**GIVEN TASK A:**
In the listing below, present the lines as a numbered list, starting from the listing's first line and going on through the line that contains "274], [680, 272]]". Skip blank lines and leave the pictures out of your list.

— begin ARTICLE —

You would later learn that you would have been just fine in the bigger public school, but you didn’t mind the smaller Catholic one. It’s hard to say you learned much about Catholicism. One day, in Mass, you went up to take the Eucharist and then realized mid-way up the aisle that you weren’t supposed to do that. You took the sacrament anyway and— in a manner that you thought was surreptitious but probably wasn’t at all— you slid the Body of Christ into your pocket where it would turn into crumbs. Maybe you should have paid better attention in Theology class.
You didn’t stick around that school because you believed it was better than any other school. In some ways, it was worse— a shabbier building, fewer classes, lower faculty salaries. There were some great teachers though. And some nice kids. And you loved the debate team. Mostly, though, you stuck around because, while you didn’t have the words for it yet, you wanted the challenge and promise of sticking around a place, you wanted to commit to a group of people. You hadn’t had that since Clancy School.
You were back in Montana, which meant that your high school was mostly White, though not totally White. There were a few Salish kids, and there were some White guys who treated the Salish kids like crap. Those same White guys— guys with pick-up trucks and chew bottles who knew how to hunt and handle their liquor around a bonfire— would treat a lot of kids like crap: girls, Queer kids, kids they suspected of being Queer. Some of the cruelest guys would eventually come out of the closet themselves. Even more of them would grow up to be pretty nice eventually. At the time, all of them were figuring it out.
But that’s not the lesson you took at the time. Those guys were jerks, you decided, which was how you decided that by crafting an identity that looked different-enough-from-their-whole-deal, you got to be a good guy. So that’s what you did. They hunted, so you were a vegetarian. They drank, so you didn’t. They wore Nikes, so you did a class project on how Phil Knight was a criminal because of sweatshop labor. They used words for women or for gay kids or for Salish kids that you didn’t use. You went to Indigo Girls concerts and pow wows that they wouldn’t come anywhere near.
You were learning a lot of kindness in those moves. The thing was, you didn’t yet know that kindness and empathy could just be a thing you just did for its own sake. You didn’t yet know that they didn’t prove anything about who you were and who others weren’t. You didn’t yet know that kindness as a badge of exceptionalism isn’t quite kindness after all.
But you also learned that there was more than one way to be a White Guy. And that’s good. Some day, many years later, you’d learn that one way to be a different kind of White Guy is to imagine that all of you, together, could figure out a new path. You’d start learning that when you got letters from a couple of the guys with the trucks and the guns, now middle-aged, now Dads too, now full of some of the same hopes and questions and discoveries and regrets as you. The letters would say they were sorry, that they shouldn’t have been so cruel to everybody. Your reply back would say that you were sorry too, that you shouldn’t have been so full of yourself. You all thought you had something to prove.

— end ARTICLE —

**GIVEN TASK B:**
Write out the essay word for word, starting with "You didn’t stick" and going on through "since Clancy School.".

— begin SUPPLIED MATERIAL —

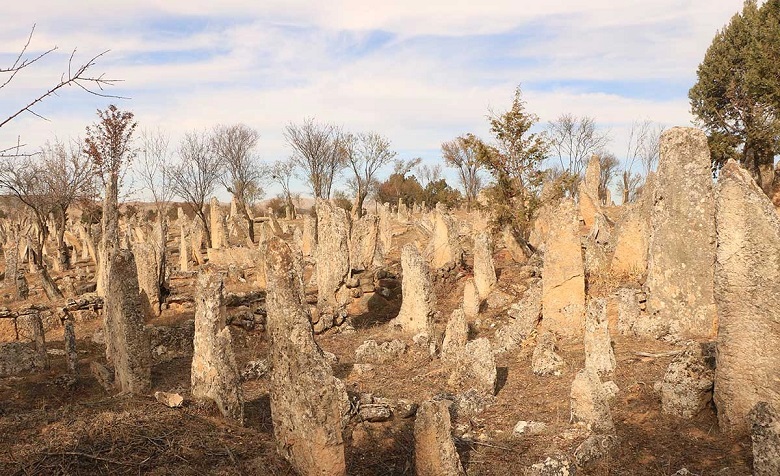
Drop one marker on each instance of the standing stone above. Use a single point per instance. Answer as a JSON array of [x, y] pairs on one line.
[[747, 283], [444, 248], [332, 255], [545, 359], [417, 299], [484, 269], [11, 252], [214, 373], [34, 323], [686, 388], [599, 355], [589, 192], [563, 274], [363, 243], [385, 228], [308, 404], [471, 300], [69, 335], [632, 234], [434, 449], [680, 273], [309, 236], [765, 434], [127, 343], [589, 403], [456, 335], [217, 225]]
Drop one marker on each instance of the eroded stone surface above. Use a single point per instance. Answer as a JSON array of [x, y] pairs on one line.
[[747, 281], [308, 404], [434, 449], [214, 373], [680, 273]]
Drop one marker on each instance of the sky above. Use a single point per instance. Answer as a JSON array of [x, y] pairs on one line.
[[418, 72]]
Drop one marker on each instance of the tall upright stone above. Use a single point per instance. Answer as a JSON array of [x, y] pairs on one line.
[[434, 449], [309, 236], [484, 268], [418, 302], [217, 225], [444, 248], [214, 374], [599, 355], [127, 343], [589, 192], [309, 406], [332, 256], [747, 288], [563, 274], [680, 272]]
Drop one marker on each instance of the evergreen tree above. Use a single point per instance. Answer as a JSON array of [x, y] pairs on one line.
[[737, 96]]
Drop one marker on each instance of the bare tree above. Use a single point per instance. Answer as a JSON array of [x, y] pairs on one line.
[[154, 168], [69, 177], [76, 75], [281, 173], [609, 170], [643, 146], [196, 175], [366, 154], [234, 146], [461, 153], [109, 144], [318, 152], [574, 140]]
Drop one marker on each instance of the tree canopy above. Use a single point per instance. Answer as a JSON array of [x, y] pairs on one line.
[[737, 96]]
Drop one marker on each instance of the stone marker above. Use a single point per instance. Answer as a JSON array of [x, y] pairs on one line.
[[599, 355], [456, 335], [418, 301], [563, 274], [308, 404], [127, 343], [680, 272], [333, 267], [747, 282], [214, 374], [589, 402], [434, 449], [484, 269]]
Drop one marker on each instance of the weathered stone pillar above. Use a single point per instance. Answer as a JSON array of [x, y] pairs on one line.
[[434, 449], [418, 303], [747, 285], [589, 192], [444, 248], [484, 269], [308, 404], [332, 258], [214, 373], [127, 343], [563, 274], [680, 271]]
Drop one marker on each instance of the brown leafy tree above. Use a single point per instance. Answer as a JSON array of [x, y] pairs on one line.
[[109, 143]]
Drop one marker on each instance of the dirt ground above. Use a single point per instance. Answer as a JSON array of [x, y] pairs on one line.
[[51, 424]]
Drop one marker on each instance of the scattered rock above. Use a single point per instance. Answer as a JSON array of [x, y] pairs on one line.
[[545, 361], [172, 400]]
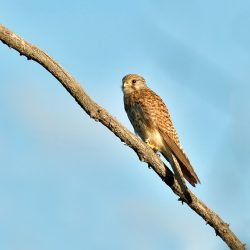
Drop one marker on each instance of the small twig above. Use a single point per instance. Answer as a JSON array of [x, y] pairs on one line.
[[99, 114]]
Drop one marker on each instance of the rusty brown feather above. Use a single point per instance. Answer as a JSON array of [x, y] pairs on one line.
[[152, 122]]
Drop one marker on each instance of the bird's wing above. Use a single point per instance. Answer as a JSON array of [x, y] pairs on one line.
[[185, 164]]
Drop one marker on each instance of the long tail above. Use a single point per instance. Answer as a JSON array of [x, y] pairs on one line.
[[185, 165]]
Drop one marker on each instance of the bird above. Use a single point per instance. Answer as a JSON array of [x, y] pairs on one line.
[[151, 121]]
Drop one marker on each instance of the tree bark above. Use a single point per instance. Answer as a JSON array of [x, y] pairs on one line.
[[101, 115]]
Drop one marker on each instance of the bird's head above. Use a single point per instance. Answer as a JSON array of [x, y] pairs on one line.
[[132, 82]]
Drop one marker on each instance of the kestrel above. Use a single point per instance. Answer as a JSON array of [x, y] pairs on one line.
[[152, 122]]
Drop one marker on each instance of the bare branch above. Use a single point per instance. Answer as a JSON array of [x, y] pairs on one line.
[[101, 115]]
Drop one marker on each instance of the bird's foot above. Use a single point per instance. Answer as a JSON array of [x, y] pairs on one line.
[[147, 141]]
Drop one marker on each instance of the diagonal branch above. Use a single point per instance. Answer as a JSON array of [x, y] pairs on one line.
[[101, 115]]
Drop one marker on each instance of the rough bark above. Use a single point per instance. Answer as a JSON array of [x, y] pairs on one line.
[[101, 115]]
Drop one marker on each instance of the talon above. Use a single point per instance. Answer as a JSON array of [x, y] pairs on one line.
[[147, 141]]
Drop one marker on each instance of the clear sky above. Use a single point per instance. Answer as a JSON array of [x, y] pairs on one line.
[[66, 182]]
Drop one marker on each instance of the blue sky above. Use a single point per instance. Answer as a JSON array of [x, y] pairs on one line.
[[66, 182]]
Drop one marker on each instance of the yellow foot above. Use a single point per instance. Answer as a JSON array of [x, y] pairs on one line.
[[147, 141]]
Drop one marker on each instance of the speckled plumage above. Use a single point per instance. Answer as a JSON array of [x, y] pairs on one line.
[[152, 122]]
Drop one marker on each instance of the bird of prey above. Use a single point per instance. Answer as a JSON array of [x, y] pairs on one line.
[[152, 122]]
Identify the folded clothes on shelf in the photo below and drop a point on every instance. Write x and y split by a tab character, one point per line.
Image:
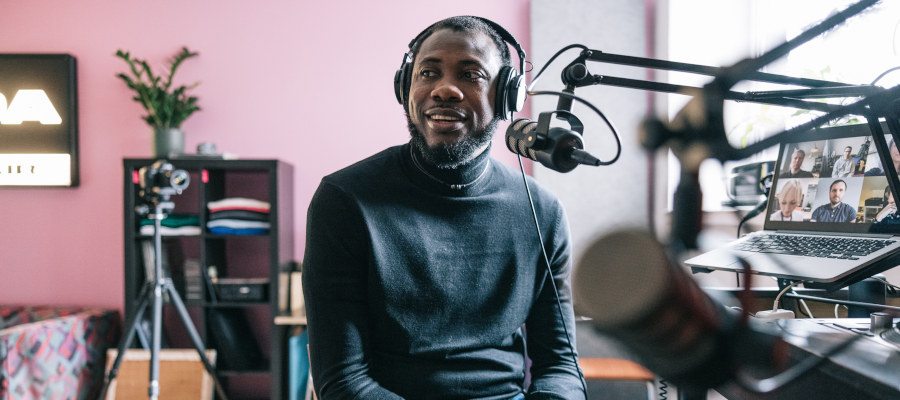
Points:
238	216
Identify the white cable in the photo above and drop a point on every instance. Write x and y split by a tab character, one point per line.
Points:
777	298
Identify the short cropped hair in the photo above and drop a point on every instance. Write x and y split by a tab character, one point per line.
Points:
465	23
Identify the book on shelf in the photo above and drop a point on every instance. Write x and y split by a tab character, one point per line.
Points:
193	281
299	387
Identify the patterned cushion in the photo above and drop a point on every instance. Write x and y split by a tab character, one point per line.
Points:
54	352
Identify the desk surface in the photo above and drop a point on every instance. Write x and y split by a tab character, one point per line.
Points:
869	368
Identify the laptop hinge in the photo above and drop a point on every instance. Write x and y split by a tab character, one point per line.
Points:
843	234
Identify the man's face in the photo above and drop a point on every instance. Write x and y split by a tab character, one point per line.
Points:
451	93
837	192
797	161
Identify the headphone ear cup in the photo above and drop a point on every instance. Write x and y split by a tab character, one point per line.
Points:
501	100
401	80
398	85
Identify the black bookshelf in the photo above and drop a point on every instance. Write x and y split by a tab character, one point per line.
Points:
252	348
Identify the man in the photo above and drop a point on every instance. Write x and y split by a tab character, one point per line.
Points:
421	264
895	158
796	163
836	211
843	167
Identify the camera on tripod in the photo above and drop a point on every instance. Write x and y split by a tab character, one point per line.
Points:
161	180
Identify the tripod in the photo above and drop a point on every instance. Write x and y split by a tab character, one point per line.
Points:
152	294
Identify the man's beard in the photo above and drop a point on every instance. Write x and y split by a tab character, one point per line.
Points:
456	154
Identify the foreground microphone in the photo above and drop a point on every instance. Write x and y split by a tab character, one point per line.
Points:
633	293
556	148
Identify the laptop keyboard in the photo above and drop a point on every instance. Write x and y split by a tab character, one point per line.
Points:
813	246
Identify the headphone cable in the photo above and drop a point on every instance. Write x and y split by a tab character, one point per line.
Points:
552	281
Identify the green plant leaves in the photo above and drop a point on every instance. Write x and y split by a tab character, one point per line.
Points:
166	107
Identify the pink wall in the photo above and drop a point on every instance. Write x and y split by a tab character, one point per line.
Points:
308	82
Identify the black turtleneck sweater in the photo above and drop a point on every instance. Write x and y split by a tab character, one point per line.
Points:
418	290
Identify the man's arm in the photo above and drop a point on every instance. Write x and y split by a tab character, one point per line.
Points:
334	288
554	369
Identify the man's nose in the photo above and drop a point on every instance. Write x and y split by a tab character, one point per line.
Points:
446	90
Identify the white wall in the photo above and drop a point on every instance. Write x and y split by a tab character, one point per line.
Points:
598	199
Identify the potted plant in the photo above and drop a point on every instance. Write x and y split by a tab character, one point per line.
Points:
167	106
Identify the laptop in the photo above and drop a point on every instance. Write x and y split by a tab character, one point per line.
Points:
829	191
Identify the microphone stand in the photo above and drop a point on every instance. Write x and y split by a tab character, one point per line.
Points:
698	132
152	295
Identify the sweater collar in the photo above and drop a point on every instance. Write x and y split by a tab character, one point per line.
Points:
453	180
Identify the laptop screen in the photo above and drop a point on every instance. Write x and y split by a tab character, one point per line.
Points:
831	180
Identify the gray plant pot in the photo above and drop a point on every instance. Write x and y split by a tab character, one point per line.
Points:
168	142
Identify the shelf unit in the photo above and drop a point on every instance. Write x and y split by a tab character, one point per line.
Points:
230	325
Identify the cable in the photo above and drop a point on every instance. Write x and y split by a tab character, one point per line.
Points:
891	288
537	226
805	306
778	298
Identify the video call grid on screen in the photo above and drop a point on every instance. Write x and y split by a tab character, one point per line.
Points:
823	165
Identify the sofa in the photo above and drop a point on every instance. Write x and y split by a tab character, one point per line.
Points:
50	352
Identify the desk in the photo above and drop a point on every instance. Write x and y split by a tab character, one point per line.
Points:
868	369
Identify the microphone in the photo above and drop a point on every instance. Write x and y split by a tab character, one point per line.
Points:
633	293
556	148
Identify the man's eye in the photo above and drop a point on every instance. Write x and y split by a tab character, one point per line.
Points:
473	75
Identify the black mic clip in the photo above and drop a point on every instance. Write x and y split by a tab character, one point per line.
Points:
556	148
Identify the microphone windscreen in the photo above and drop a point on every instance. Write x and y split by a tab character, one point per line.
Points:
627	285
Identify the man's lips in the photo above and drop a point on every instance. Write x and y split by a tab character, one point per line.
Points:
444	119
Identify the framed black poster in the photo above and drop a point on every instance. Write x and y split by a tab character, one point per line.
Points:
38	120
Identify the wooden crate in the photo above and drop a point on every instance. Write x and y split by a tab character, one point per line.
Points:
181	375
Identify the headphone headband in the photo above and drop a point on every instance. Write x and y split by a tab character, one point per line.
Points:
511	91
504	34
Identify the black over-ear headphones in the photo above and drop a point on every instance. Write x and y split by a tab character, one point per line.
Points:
510	93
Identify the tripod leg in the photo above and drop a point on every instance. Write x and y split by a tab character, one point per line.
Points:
153	389
128	338
195	337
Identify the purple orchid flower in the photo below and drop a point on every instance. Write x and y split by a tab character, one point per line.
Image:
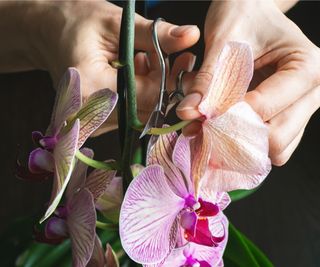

— end SUPPLIED MATERIAL —

**WORKED SOLUTION A:**
1. Drop one marker on each instance of the standing stone above. Use a single point per instance. Answer as a JSON array of [x, y] pairs on one line.
2. [[747, 283], [444, 248], [332, 255], [545, 359], [417, 299], [484, 269], [11, 252], [214, 373], [34, 323], [686, 388], [599, 355], [589, 192], [563, 274], [363, 243], [385, 228], [308, 404], [471, 300], [69, 335], [632, 234], [434, 449], [680, 273], [309, 236], [765, 434], [127, 343], [589, 403], [456, 335], [217, 225]]
3. Drop one marker on each instance of the eroded stone surface above. Use a single point per instance. Answer as a JSON array of [x, y] pairs on one line.
4. [[747, 281], [308, 404], [434, 449], [214, 373], [680, 273]]
5. Drop one marker on each instance of the sky above. Use a single point per instance. Answer as a JSON array of [x, y] pairs on one line.
6. [[418, 72]]
7. Drop one marker on each instance of the tall upright stone above. Use a single point per instance. Answer as a JSON array of [x, y] pairs on one line.
8. [[434, 449], [309, 236], [484, 268], [418, 302], [217, 225], [444, 248], [214, 374], [599, 355], [127, 343], [589, 192], [309, 406], [332, 256], [747, 288], [563, 274], [680, 272]]

**WORKED SOLUTION B:**
You didn’t stick around that school because you believed it was better than any other school. In some ways, it was worse— a shabbier building, fewer classes, lower faculty salaries. There were some great teachers though. And some nice kids. And you loved the debate team. Mostly, though, you stuck around because, while you didn’t have the words for it yet, you wanted the challenge and promise of sticking around a place, you wanted to commit to a group of people. You hadn’t had that since Clancy School.